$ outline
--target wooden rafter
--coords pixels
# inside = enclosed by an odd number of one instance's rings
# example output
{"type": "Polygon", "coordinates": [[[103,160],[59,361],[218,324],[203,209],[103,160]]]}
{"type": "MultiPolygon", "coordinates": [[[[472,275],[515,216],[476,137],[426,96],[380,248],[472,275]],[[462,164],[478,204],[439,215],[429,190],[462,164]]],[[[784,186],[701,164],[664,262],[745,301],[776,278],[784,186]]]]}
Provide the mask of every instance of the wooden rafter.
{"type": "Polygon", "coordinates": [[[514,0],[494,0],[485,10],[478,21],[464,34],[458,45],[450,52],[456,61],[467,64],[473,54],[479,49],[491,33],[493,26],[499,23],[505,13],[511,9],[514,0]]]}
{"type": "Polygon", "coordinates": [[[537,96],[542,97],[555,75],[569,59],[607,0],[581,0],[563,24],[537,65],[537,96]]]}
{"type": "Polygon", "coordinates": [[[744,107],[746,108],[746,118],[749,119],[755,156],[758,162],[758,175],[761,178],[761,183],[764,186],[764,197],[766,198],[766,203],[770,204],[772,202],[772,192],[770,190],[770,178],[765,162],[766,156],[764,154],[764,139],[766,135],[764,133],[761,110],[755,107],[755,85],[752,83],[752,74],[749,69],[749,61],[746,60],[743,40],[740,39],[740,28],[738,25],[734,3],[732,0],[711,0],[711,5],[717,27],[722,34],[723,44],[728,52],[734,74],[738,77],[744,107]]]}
----
• _JOB_: Edit the listing so that every "wooden rafter" becomes "roof beam", and keep all other text the same.

• _SOLUTION_:
$ outline
--target roof beam
--coords pixels
# inside = enclosed by an odd number of one instance's rings
# example output
{"type": "Polygon", "coordinates": [[[103,160],[59,361],[218,324],[203,209],[103,160]]]}
{"type": "MultiPolygon", "coordinates": [[[[472,275],[515,216],[476,137],[426,96],[380,248],[472,275]],[[462,164],[478,204],[439,215],[429,190],[462,164]]],[[[784,186],[701,164],[664,262],[745,301],[776,278],[784,186]]]]}
Provide the mask of every instance of the roof beam.
{"type": "Polygon", "coordinates": [[[514,0],[494,0],[485,10],[478,21],[464,34],[458,45],[450,52],[456,61],[467,64],[473,54],[479,49],[491,33],[493,26],[499,23],[505,13],[511,9],[514,0]]]}
{"type": "Polygon", "coordinates": [[[537,96],[542,97],[555,75],[569,59],[607,0],[581,0],[563,24],[537,65],[537,96]]]}
{"type": "Polygon", "coordinates": [[[744,107],[746,108],[746,118],[749,119],[755,156],[758,162],[758,175],[761,178],[761,183],[764,186],[764,197],[766,198],[766,203],[770,204],[772,202],[772,192],[770,190],[770,178],[765,162],[766,156],[764,154],[764,139],[766,135],[764,133],[761,110],[755,107],[755,85],[752,83],[752,74],[749,69],[749,61],[746,60],[743,40],[740,39],[740,28],[738,25],[734,3],[732,0],[711,0],[711,5],[717,27],[722,34],[723,44],[728,52],[734,74],[738,77],[744,107]]]}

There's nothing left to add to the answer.